■ Extracted material:
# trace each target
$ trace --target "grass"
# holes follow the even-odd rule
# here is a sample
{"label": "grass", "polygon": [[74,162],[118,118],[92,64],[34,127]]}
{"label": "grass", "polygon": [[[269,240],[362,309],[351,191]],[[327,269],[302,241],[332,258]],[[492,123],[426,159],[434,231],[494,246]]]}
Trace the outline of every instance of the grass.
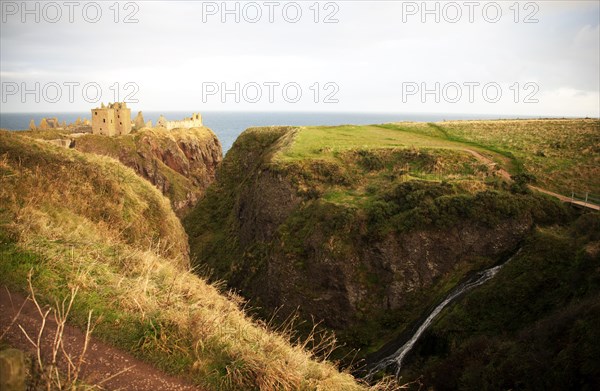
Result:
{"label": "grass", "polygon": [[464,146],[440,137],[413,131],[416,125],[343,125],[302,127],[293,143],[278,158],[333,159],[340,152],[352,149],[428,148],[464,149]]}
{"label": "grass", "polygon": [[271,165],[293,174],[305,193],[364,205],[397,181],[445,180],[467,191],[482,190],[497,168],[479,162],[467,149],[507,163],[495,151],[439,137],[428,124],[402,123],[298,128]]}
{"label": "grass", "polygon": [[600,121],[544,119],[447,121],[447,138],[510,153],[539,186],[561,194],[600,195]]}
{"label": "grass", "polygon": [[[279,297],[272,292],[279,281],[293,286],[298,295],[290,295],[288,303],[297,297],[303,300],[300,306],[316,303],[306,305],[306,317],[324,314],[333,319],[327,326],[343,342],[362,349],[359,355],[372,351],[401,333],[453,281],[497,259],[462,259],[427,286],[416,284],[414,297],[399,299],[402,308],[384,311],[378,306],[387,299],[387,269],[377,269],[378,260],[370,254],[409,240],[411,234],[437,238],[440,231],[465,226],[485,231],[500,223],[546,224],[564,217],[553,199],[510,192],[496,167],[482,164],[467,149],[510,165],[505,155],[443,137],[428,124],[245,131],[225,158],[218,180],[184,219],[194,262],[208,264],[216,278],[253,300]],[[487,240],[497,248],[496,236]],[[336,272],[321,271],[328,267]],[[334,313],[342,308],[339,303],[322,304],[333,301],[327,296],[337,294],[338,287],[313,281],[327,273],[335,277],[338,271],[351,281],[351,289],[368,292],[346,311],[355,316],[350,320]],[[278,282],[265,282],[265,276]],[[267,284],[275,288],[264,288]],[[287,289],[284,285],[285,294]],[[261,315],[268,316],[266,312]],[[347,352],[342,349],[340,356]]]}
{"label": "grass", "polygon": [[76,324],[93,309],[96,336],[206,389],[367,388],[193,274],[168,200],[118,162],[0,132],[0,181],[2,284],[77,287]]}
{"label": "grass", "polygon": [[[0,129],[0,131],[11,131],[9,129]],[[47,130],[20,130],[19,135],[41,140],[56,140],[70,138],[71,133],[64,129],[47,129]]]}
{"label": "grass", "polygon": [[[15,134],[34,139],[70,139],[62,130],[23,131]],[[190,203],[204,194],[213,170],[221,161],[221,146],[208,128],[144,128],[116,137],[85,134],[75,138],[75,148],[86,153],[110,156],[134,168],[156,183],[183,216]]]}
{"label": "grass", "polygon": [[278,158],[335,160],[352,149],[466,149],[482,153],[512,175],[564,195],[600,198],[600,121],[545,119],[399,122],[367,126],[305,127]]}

■ Exercise goal: Scan the records above for the string "target", then report every line that contains it.

■ Result for this task:
# trace each target
$ trace --target "grass"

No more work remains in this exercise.